*** Text provided
Lecture 9: Supervised learning¶

STAT598z: Intro. to computing for statistics¶

Vinayak Rao¶

Department of Statistics, Purdue University¶

Supervised learning¶

We are given training data $(X, Y) = \{(x_1, y_1 ),\cdots , (x_N, y_N )\}$

X: independent variables, inputs, predictors, features
Y: dependent variables, outputs, response

$x \in \mathbb{R}^P$ (usually)

regression: $y \in \mathbb{R}$
classification: $y \in \{0, 1\}$
structured prediction: More complicated high-dimensional spaces with dependent components (e.g. the space of images or sentences)

We assume $y_i = f(x_i ) + \varepsilon_i$

$\varepsilon$ is noise (includes randomness and approximations)

Independently and identically distributed (i.i.d.) according to some probability distrib. (e.g. Gaussian)
******
*** Extracted data
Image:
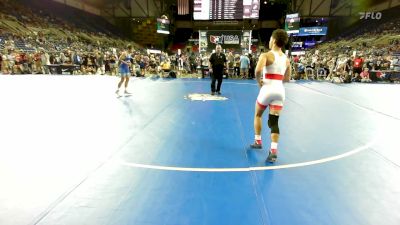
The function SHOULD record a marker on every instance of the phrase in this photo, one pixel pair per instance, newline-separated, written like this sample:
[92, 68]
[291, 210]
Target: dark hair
[281, 37]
******
= Work to do =
[1] Repeat the supervised learning lecture word for word, beginning at the words that contain "regression: $y \in" and stopping after "images or sentences)".
[2] Write the next part of the supervised learning lecture, picking up after its final line.
Leave the rows out of this entirely.

= Answers in order =
[1]
regression: $y \in \mathbb{R}$
classification: $y \in \{0, 1\}$
structured prediction: More complicated high-dimensional spaces with dependent components (e.g. the space of images or sentences)

[2]
Given the training set $(X, Y)$, we want to estimate $f$:

to study the relation between x and y
to make predictions of y’s for unobserved x’s

Good predictors can be hard to interpret

Parametric learning¶

Index functions $f$ by a finite-dimensional parameter vector

E.g. linear regression

Parameters are coefficients of a hyperplane
Parameters have a clear interpretation
Can be a bad approximation of reality

Linear regression¶

via the lm function in R

In [ ]:

library('ggplot2')
DataIncm <- read.table('Data/Income2.csv',header=T,sep=',')
ggplot(DataIncm) + geom_point(aes(x=Education,y=Income))

In [ ]:

fit <- lm(Income ~ Education, DataIncm); fit

The first argument is a formula

takes the form response ~ predictors
response is a linear combination of predictors
above we have just one predictor: $Education$
$Income = \beta_1 \cdot Education + \beta_0 + \epsilon$

Second argument unnecessary if variables in formula exist in current environment

See documentation for other optional arguments

Can print fit:

In [ ]:

fit

This is not all the information in fit (why?)

Try typeof(), class(), str()
Try plotting it

In [ ]:

print.default(fit)

Observe fit contains the entire dataset!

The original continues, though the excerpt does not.